Set exercise 1:
What player beat out Rossi and Marco Borriello for the final forward spot, according to the piece on Italy cutting Giuseppe Rossi?

Excerpt provided:
□ □ □

Italy cuts Giuseppe Rossi

GiuseppeRossi (ISIphotos.com)

New Jersey-born striker Giuseppe Rossi passed on the chance to play for the U.S. national team more than two years ago, and the 2010 World Cup looked like it would be his chance to show the world why he made the decision to play for Italy.

Rossi will have to wait a while longer.

The Villarreal striker was cut from the Italian national team, falling short in the quest to appear in his first World Cup. Fabio Quagliarella beat out Rossi and Marco Borriello for the final forward spot on Marcelo Lippi's roster.

Rossi is still young and, at 23, he should still figure into the Italian national team picture, but the fact remains he won't be playing in this summer's World Cup (unless he is brought in as an injury replacement before the tournament begins). That will bring some satisfaction to U.S. fans who have never forgiven his decision to play for Italy (or his goal-scoring celebration against the United States during last summer's Confederations Cup).

□ □ □

Supplied records:
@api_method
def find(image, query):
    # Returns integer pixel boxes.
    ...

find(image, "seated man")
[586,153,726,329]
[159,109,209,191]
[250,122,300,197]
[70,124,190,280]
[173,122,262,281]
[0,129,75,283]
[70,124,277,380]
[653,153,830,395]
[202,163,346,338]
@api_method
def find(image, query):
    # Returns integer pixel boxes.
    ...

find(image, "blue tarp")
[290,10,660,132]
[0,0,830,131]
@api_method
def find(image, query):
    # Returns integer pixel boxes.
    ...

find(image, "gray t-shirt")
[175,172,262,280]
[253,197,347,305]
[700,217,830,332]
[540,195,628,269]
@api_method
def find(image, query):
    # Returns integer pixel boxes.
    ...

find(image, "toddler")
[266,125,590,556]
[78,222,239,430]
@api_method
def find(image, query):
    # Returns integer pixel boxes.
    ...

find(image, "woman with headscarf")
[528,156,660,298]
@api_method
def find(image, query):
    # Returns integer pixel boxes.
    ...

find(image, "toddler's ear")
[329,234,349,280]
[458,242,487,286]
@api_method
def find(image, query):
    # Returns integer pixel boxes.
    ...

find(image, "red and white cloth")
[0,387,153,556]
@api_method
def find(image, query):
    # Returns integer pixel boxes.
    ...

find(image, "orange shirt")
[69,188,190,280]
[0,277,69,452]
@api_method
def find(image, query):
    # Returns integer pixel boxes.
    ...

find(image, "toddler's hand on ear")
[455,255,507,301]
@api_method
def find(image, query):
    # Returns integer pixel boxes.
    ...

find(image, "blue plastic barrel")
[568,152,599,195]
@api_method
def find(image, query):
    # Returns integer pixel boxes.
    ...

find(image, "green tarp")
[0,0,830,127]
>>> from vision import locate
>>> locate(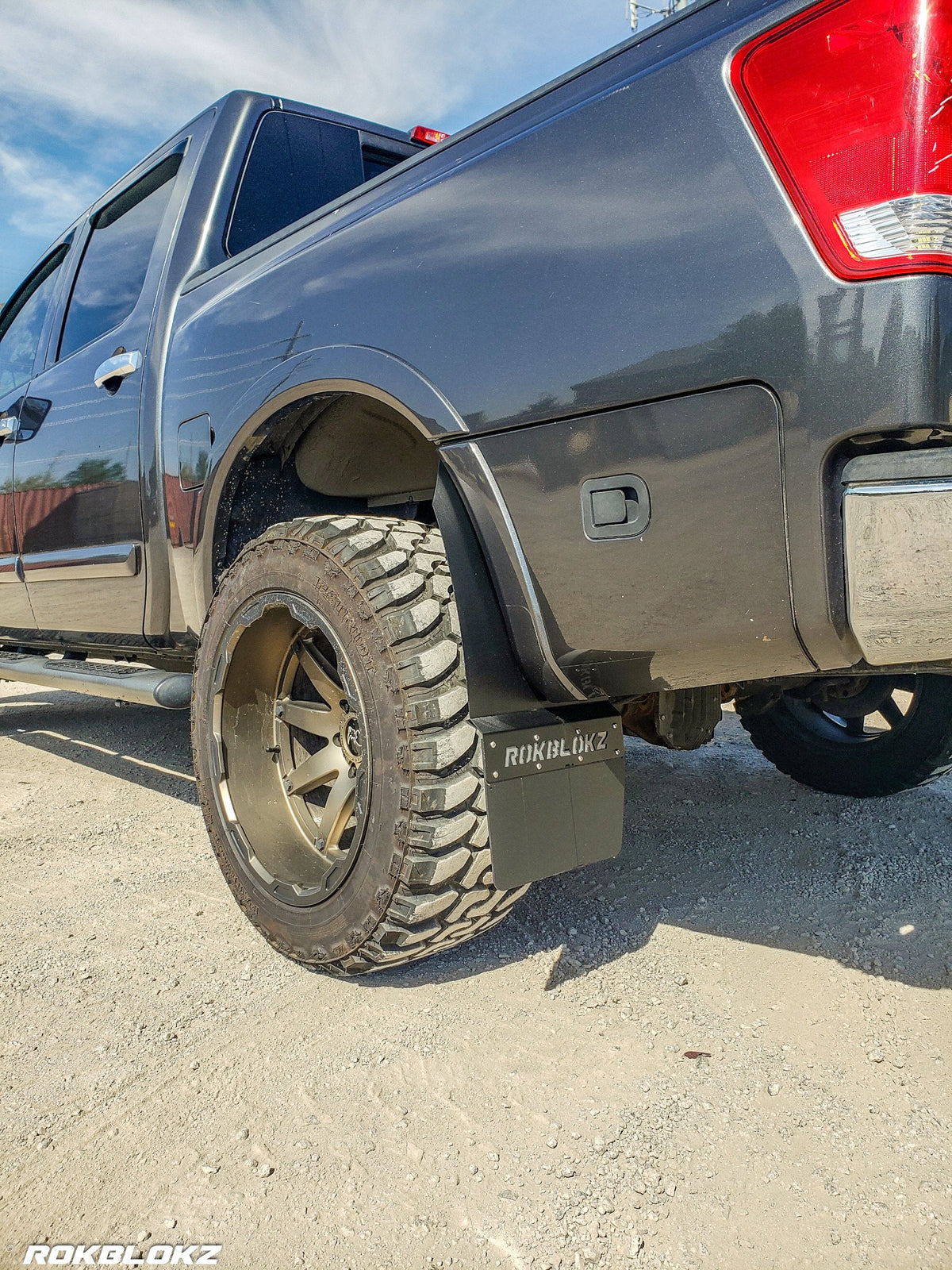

□ □ □

Set exercise 2:
Reproduce only the rows from their start up to and including the line with "[528,156,660,298]", request lines included. Raise every box coordinate in the answers by 72.

Task solution 1:
Fabio Quagliarella

Task solution 2:
@api_method
def find(image, query):
    # Returns integer pixel boxes.
    ...

find(image, "seated man")
[658,225,798,401]
[231,181,281,263]
[322,194,372,269]
[142,196,262,352]
[245,194,334,353]
[72,201,147,355]
[142,196,349,452]
[725,225,902,467]
[274,235,418,410]
@api_method
def find(image, query):
    # Returns integer pixel boxes.
    ...

find(image, "blue tarp")
[362,82,732,204]
[72,72,902,203]
@api_method
def find(image, query):
    # Returns integer pixel boxes.
    ...

find(image, "gray t-shirt")
[247,244,334,352]
[325,269,419,377]
[772,289,902,404]
[612,267,700,341]
@api_method
def find(image, query):
    # Returns integer pixel boxes.
    ...

find(image, "toddler")
[338,197,662,628]
[150,294,311,502]
@api_method
def find(image, query):
    # Returns integer pixel boxes.
    ...

find(image, "woman with headscarf")
[600,228,732,370]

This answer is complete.